### Text under study

▽

This desperation, this fear, this is a different kind of grief. It’s alright to grieve for your youth, and it’s necessary even, but you shouldn’t let it hold you back living forward.
The best thing about growing older is that you get the opportunity to be more of who you have always been. With all the wisdom you have gained, authenticity comes easy, and being genuine and honest feels more important than ever.
Instead of struggling against it, befriend your aging. Become more connected to the world around you, your family, your friends. Growing old is inevitable, but how you age is up to you.
How to Deal with Death
Death is the inevitable consequence of aging. And while it’s a natural part of life, one that’s unavoidable, the thought always leaves a pit in your stomach and induces anxiety. It doesn’t have your own mortality that frightens you, but the possibility of losing those you love and care about.
There are a lot of factors that can influence your relationship with death. The loss of a loved one factors in how you deal with your own mortality.

△

(Saved entries)
▽

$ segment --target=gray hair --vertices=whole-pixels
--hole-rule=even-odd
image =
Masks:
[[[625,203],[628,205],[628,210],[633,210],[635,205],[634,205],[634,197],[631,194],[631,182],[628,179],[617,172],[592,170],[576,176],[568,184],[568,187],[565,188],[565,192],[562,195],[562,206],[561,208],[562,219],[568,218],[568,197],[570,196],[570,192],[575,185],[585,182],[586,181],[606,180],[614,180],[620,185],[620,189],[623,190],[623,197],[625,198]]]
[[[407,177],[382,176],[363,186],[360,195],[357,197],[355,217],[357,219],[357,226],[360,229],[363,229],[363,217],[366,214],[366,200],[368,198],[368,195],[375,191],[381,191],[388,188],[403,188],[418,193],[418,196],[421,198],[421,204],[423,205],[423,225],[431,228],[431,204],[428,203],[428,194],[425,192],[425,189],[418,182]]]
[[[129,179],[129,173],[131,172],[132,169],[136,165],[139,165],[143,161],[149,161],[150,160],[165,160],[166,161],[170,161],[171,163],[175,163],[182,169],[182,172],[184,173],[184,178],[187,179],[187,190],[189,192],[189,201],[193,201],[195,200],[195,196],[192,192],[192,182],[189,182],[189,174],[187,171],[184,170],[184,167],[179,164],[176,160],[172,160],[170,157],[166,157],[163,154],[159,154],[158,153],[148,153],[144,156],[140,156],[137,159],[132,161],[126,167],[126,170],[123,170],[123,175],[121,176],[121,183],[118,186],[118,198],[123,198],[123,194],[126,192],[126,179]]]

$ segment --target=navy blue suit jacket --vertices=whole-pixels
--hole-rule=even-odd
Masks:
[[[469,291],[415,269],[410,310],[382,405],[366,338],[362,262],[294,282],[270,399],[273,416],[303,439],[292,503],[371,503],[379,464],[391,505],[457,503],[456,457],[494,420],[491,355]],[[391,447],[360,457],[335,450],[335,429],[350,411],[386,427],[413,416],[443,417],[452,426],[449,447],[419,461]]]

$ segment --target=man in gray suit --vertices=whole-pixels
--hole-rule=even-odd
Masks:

△

### Questions on the material
#1 Answer these about the passage on aging and death above:
(a) What does it call the best thing about growing older?
(b) What does it name as the inevitable consequence of aging?
(c) What does it say factors in how you deal with your own mortality?
#2 Carry on the passage on aging and death above, starting after its final sentence.

### Numbered responses
#1
(a) The opportunity to be more of who you have always been.
(b) Death.
(c) The loss of a loved one.

#2
Your physical health, social support, and self-esteem all play a role. Your cultural values, religious, and spiritual beliefs also help you deal with the fear of the unknown. Your relationships with immediate family, the health of your friends– all shape the way we react when faced with death.
Some people seem to be more at peace with death while others find it agonizingly difficult to face, no matter how old they get or how often they encounter it in those around them. Every person’s personality plays into how they feel about death. Their experiences all shape their perception of death.
Death is a certainty, whether you’re confronting your own mortality of the loss of someone close to you, but just because it’s inevitable doesn’t mean that you can’t be prepared for it when it comes and the grief that will follow.
So as big and as a hulking beast that death seems, what can we possibly do to deal with it and cope after it?
When it comes to grieving, know that this is a highly individual experience. There is no schedule to follow on when you’re supposed to feel better. There is no right or wrong way to grieve. It’s a process that takes time, and it happens gradually. No one is ever going to wake up and find their grief gone.
It’s a process that can’t be hurried or forced. And what’s most important is that there is no timetable for it. Some people feel better within weeks or months. For others, it takes years. Your grief experience is unique to you, and it’s important to be patient with yourself.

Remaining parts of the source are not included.